(Shape boundary listing)
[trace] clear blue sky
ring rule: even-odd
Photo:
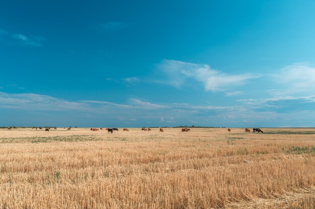
[[[10,1],[0,126],[315,127],[315,2]]]

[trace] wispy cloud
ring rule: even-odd
[[[130,102],[141,108],[158,110],[160,109],[168,108],[169,107],[166,105],[153,104],[149,102],[145,102],[139,99],[130,99]]]
[[[296,63],[270,74],[276,87],[269,92],[278,95],[311,93],[315,91],[315,68],[307,63]]]
[[[235,96],[242,94],[244,92],[243,91],[237,91],[231,92],[225,92],[225,95],[227,96]]]
[[[167,80],[162,82],[180,88],[190,80],[203,85],[206,91],[226,91],[259,77],[249,73],[229,75],[213,70],[208,65],[176,60],[165,60],[158,67],[168,76]]]
[[[40,36],[27,36],[22,34],[11,33],[0,29],[0,41],[9,45],[21,45],[25,46],[42,47],[45,40]]]
[[[124,81],[127,83],[128,84],[134,85],[137,83],[140,82],[140,80],[137,76],[134,76],[129,78],[125,78],[123,79]]]
[[[159,103],[135,98],[118,103],[97,100],[71,101],[44,95],[0,92],[0,112],[18,110],[25,113],[36,112],[40,114],[39,120],[42,118],[40,113],[44,113],[46,117],[59,115],[60,118],[66,114],[76,117],[72,121],[67,118],[67,122],[77,123],[78,117],[82,120],[81,124],[88,120],[91,124],[97,124],[97,121],[106,121],[109,125],[127,122],[130,126],[138,127],[147,123],[161,126],[192,124],[238,127],[315,125],[312,119],[315,117],[315,96],[238,101],[241,103],[240,105],[226,106]]]

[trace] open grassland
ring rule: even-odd
[[[0,208],[314,208],[315,129],[0,129]]]

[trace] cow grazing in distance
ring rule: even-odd
[[[263,132],[263,131],[262,131],[262,130],[260,129],[260,128],[253,128],[253,133],[255,133],[256,131],[257,131],[257,132],[258,132],[258,133],[259,133],[259,132],[264,133],[264,132]]]

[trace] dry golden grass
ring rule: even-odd
[[[315,208],[315,130],[0,129],[0,208]]]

# GIVEN PROBLEM
Retype every line of the listing above verbatim, leaving out the pictures.

# ANSWER TO THIS EXERCISE
[trace] clear blue sky
ring rule: even-odd
Photo:
[[[10,1],[0,126],[315,127],[315,2]]]

[trace] wispy cloud
ring rule: even-odd
[[[130,102],[141,108],[158,110],[160,109],[168,108],[169,107],[166,105],[153,104],[149,102],[145,102],[139,99],[130,99]]]
[[[296,63],[270,74],[276,87],[269,92],[278,95],[311,93],[315,91],[315,68],[307,63]]]
[[[235,96],[242,94],[244,92],[243,91],[237,91],[231,92],[225,92],[225,95],[227,96]]]
[[[167,80],[162,82],[180,88],[190,80],[203,85],[206,91],[226,91],[259,77],[249,73],[229,75],[213,70],[208,65],[176,60],[165,60],[158,67],[168,76]]]
[[[40,36],[27,36],[22,34],[11,33],[0,29],[0,41],[9,45],[21,45],[25,46],[42,47],[45,40]]]
[[[124,81],[127,83],[128,84],[134,85],[137,83],[140,82],[140,80],[137,76],[134,76],[129,78],[125,78],[123,79]]]
[[[159,103],[135,98],[118,103],[97,100],[71,101],[44,95],[0,92],[0,112],[18,110],[25,113],[36,112],[40,114],[39,120],[42,118],[40,113],[44,113],[46,117],[59,115],[60,118],[66,114],[76,117],[72,121],[67,118],[67,122],[77,123],[78,117],[82,120],[81,124],[88,120],[91,124],[97,124],[97,121],[106,121],[109,125],[127,122],[130,126],[138,127],[147,123],[161,126],[192,124],[238,127],[315,125],[312,119],[315,117],[315,96],[238,101],[241,103],[240,105],[226,106]]]

[trace] open grassland
ring rule: even-odd
[[[0,208],[314,208],[315,129],[0,129]]]

[trace] cow grazing in distance
ring rule: even-odd
[[[263,132],[263,131],[262,131],[262,130],[260,129],[260,128],[253,128],[253,133],[255,133],[256,131],[257,131],[257,132],[258,132],[258,133],[259,133],[259,132],[264,133],[264,132]]]

[trace] dry golden grass
ring rule: even-odd
[[[315,208],[315,130],[0,129],[0,208]]]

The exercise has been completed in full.